### TO DO
Format the lines of the listing below as a numbered list, starting with the line that contains "Task: Q: Indicate the green beaded" and going on through the line that contains "(1294, 464)", both included. Leave out any blank lines.

### Excerpts of pointing data
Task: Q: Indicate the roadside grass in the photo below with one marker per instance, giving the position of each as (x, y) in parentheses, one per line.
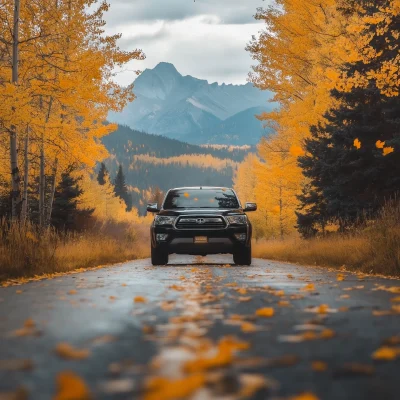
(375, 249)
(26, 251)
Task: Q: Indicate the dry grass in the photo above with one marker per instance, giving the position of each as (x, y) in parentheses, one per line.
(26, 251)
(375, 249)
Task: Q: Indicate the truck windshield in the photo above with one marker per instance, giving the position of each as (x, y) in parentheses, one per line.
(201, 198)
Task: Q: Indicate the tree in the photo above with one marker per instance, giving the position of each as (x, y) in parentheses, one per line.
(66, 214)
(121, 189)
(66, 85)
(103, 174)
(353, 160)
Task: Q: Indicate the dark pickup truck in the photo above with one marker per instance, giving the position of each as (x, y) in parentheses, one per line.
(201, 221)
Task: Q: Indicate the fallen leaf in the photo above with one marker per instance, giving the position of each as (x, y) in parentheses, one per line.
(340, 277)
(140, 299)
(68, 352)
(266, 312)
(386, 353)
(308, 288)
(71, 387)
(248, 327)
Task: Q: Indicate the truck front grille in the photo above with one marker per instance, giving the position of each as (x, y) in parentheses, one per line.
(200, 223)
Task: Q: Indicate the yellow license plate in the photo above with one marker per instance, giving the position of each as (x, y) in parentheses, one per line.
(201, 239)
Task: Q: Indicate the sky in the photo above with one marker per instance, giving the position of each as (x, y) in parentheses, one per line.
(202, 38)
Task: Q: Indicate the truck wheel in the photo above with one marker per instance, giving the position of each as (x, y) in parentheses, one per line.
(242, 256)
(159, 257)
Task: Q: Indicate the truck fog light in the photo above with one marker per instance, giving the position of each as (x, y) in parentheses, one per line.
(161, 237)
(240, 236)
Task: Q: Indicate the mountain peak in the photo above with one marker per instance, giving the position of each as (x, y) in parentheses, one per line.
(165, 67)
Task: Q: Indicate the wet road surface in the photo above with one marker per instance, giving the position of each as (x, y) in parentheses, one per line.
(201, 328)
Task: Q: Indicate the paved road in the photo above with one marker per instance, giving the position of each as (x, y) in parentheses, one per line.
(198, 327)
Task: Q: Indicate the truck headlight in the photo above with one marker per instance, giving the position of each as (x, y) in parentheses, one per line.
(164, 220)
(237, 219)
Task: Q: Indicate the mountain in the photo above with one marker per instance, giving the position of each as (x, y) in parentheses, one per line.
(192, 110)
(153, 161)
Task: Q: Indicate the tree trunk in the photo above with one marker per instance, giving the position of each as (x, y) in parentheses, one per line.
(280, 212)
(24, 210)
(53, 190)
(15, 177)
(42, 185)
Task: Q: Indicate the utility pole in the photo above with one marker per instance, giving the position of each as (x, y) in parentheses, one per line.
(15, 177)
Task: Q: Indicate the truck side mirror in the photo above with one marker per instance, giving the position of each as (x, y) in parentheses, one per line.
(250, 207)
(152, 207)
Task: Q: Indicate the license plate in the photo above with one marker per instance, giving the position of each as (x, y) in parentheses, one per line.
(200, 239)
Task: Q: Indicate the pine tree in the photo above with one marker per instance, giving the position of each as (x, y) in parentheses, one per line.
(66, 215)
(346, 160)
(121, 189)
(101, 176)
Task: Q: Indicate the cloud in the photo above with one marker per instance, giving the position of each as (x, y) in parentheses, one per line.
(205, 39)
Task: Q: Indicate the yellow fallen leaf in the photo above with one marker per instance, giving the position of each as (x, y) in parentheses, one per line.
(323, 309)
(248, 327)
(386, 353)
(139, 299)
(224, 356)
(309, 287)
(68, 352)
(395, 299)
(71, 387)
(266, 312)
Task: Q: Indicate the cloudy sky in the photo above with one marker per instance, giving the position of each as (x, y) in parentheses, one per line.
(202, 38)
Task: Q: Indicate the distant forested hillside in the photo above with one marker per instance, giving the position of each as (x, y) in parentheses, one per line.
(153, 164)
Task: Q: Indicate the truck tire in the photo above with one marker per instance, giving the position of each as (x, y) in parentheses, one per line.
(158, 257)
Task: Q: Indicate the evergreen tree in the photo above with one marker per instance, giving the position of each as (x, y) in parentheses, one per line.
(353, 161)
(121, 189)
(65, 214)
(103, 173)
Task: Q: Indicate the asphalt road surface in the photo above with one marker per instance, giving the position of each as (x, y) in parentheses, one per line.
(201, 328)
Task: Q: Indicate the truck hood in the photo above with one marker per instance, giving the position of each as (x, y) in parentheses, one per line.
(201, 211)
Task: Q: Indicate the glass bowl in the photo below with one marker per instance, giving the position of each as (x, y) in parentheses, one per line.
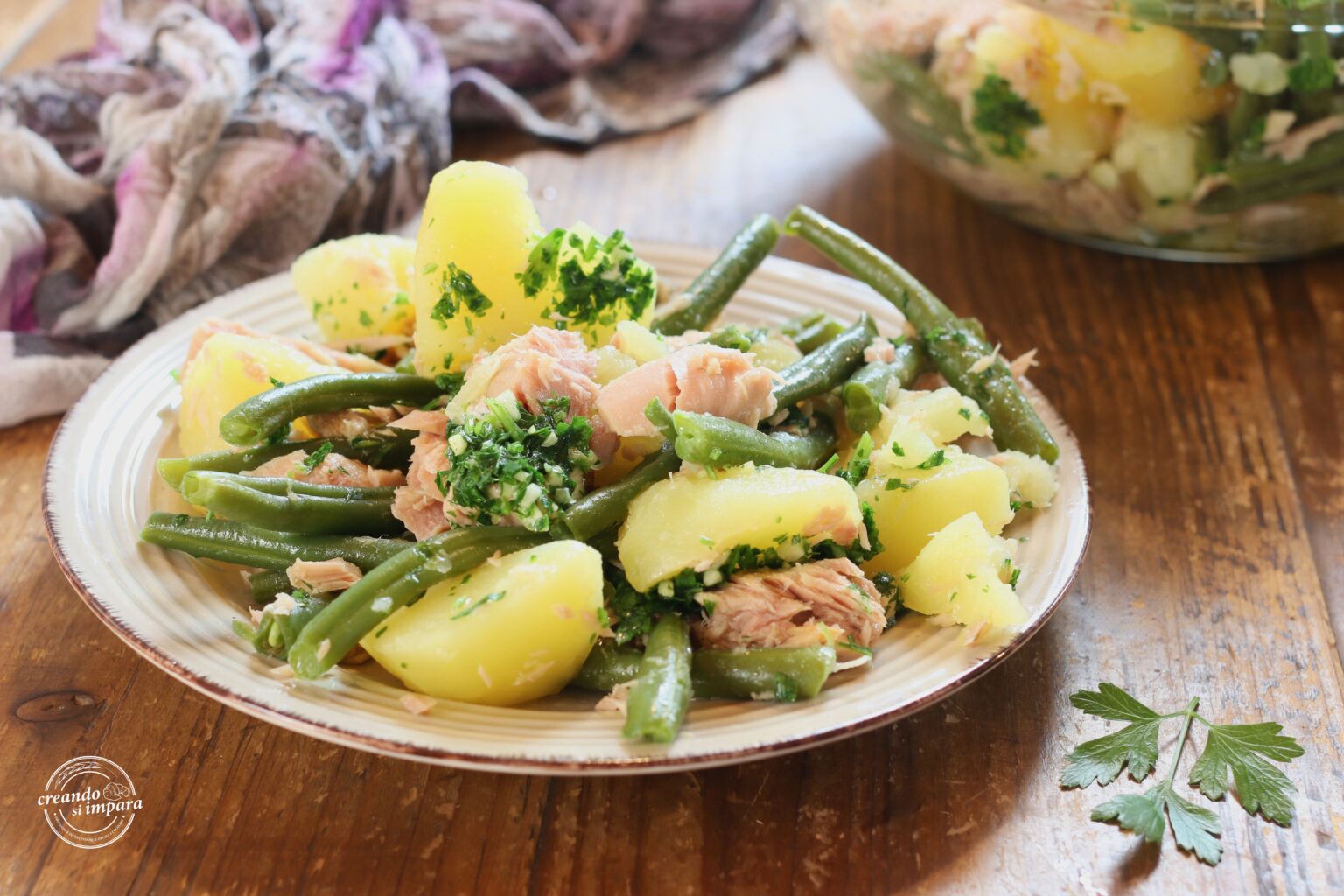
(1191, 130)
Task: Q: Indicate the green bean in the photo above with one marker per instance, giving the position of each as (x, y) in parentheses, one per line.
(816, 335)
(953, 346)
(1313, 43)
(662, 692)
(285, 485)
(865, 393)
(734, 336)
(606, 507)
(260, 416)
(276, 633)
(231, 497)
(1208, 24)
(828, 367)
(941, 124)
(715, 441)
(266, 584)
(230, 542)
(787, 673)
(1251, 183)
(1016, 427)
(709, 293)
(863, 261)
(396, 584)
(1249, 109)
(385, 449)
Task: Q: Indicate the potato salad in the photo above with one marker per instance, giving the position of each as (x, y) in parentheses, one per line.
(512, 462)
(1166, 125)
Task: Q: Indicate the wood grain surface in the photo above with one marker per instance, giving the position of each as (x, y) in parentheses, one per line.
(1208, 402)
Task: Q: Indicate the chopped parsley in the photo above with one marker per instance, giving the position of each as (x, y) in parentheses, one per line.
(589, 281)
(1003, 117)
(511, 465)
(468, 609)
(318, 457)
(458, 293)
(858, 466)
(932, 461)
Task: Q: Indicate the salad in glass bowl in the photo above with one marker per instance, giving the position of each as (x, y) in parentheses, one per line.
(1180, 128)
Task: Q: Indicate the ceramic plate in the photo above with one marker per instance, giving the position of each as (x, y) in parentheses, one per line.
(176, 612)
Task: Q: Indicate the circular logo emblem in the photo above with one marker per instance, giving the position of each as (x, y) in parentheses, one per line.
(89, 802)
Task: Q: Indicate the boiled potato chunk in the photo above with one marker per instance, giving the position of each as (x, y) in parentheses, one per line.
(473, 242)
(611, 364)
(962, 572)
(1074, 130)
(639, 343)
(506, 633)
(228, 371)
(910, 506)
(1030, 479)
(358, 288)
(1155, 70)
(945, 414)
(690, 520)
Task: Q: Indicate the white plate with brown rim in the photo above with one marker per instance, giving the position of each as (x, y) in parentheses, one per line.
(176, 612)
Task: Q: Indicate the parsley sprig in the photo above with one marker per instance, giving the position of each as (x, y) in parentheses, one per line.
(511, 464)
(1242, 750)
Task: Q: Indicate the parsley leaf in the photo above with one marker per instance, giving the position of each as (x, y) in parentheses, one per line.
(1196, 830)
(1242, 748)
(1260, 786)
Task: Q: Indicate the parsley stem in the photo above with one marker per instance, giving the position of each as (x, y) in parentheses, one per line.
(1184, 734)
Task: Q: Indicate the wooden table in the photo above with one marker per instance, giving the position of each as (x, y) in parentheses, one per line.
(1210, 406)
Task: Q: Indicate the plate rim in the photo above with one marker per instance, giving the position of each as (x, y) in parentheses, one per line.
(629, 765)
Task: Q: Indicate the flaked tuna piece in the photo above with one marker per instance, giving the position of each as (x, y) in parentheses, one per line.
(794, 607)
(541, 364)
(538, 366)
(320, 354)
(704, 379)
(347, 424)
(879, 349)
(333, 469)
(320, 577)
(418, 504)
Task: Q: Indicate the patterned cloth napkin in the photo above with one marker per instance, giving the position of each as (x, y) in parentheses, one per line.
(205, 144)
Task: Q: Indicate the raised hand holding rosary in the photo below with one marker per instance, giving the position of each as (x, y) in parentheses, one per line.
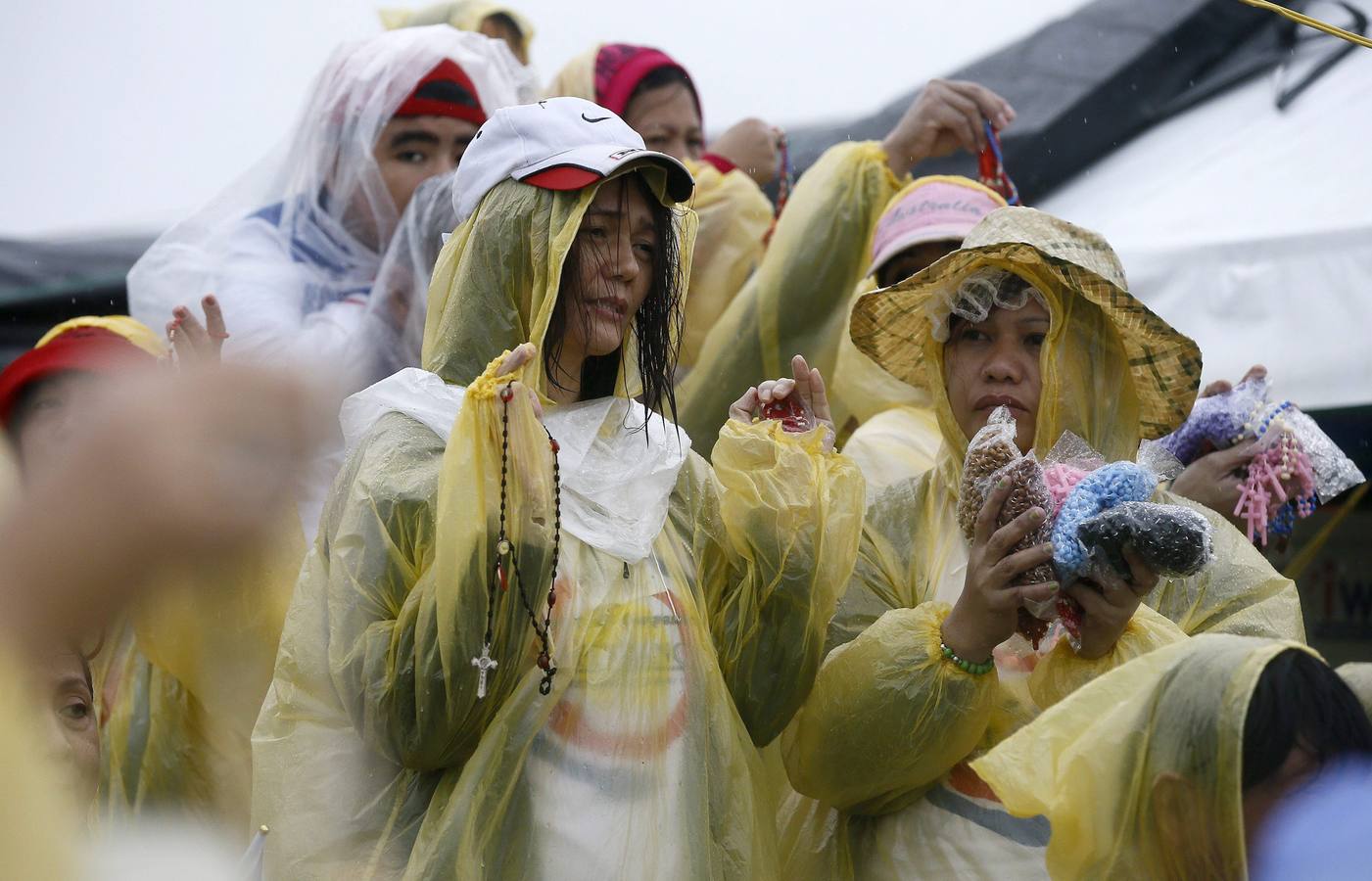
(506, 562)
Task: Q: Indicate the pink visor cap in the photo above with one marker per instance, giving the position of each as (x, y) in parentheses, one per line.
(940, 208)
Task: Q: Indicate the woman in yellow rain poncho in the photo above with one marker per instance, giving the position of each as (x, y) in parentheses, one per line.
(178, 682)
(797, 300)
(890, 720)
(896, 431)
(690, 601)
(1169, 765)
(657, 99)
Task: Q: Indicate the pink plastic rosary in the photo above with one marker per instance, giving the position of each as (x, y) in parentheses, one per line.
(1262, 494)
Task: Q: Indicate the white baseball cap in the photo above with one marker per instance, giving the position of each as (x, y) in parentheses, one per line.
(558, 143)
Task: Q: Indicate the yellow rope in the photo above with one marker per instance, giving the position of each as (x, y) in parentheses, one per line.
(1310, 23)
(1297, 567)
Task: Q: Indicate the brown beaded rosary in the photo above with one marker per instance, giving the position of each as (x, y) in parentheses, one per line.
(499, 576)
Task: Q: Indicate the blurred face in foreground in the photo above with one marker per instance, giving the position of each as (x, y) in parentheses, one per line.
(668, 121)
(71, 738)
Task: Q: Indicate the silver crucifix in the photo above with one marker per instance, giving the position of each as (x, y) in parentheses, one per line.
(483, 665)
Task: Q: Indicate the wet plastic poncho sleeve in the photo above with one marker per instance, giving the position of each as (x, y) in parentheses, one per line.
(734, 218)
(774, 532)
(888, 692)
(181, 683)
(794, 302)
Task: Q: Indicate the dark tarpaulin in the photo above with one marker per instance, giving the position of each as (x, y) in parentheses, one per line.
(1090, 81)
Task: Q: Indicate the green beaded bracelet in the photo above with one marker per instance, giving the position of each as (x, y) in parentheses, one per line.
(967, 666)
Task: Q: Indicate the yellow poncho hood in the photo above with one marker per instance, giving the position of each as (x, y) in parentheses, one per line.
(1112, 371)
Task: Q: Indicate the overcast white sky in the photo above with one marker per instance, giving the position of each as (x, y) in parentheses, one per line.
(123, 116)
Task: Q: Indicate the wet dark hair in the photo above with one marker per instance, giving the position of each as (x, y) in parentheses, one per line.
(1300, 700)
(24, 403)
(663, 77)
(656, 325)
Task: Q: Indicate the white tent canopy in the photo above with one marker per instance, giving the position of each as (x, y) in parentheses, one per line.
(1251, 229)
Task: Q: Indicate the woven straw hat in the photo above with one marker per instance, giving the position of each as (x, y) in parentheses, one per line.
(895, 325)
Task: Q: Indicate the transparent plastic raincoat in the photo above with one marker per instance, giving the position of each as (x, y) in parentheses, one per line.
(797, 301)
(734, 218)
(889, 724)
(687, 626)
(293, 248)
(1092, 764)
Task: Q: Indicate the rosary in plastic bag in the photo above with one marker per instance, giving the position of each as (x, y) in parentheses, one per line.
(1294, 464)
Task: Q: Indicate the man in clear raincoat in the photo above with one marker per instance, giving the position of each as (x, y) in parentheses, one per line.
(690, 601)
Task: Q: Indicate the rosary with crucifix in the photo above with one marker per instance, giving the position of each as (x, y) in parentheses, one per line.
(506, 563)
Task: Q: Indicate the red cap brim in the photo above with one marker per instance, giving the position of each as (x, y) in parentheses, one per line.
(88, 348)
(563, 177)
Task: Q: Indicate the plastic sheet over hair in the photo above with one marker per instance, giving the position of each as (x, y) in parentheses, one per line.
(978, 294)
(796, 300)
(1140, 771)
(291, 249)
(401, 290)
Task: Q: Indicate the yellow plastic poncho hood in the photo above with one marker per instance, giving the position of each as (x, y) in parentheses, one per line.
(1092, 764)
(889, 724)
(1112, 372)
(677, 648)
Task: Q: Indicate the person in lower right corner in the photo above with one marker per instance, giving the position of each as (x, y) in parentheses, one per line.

### SOLUTION TO THIS PROBLEM
1. Task: Q: Indicate the green beaded bracelet in the photo above with one marker per instance, giving the position of each as (x, y) in parentheses, one per line.
2. (967, 666)
3. Task: Q: Indicate the yellow poncho hood in the photo above with one marker per instance, giving the position of each as (x, y) in parentheses, one per line.
4. (1112, 371)
5. Task: Q: Indicate the overcast white sky in the photo above with one marker per instance, giving the position of each as (x, y) in parentheses, one per line.
6. (123, 116)
7. Task: Q: Indicate the wet dark hair in the photo above with one marker per instance, giving the position of each as (x, y) in parentheses, one per line.
8. (1300, 700)
9. (24, 403)
10. (663, 77)
11. (656, 325)
12. Task: Q: Indicate the white tent canopy in the photo above with one marker per instance, giving the position of each as (x, y) in parentheses, one per line.
13. (1251, 229)
14. Task: Q: Indicate the woven straw hat in the photo above with one marker per instance, giving the position of each as (x, y) in parentheses, one per line.
15. (895, 325)
16. Task: Q: Indicate the transparent plastic raincoat in the photo above with one marker per instance, giving the position of each as (x, y) in parentheses, one per line.
17. (797, 301)
18. (734, 218)
19. (889, 724)
20. (687, 626)
21. (293, 248)
22. (1092, 764)
23. Task: Q: Indicate the rosary in plastic bag in the photo above with one marker per instance, giving the position of each as (x, y) in parentheses, one per line.
24. (1294, 464)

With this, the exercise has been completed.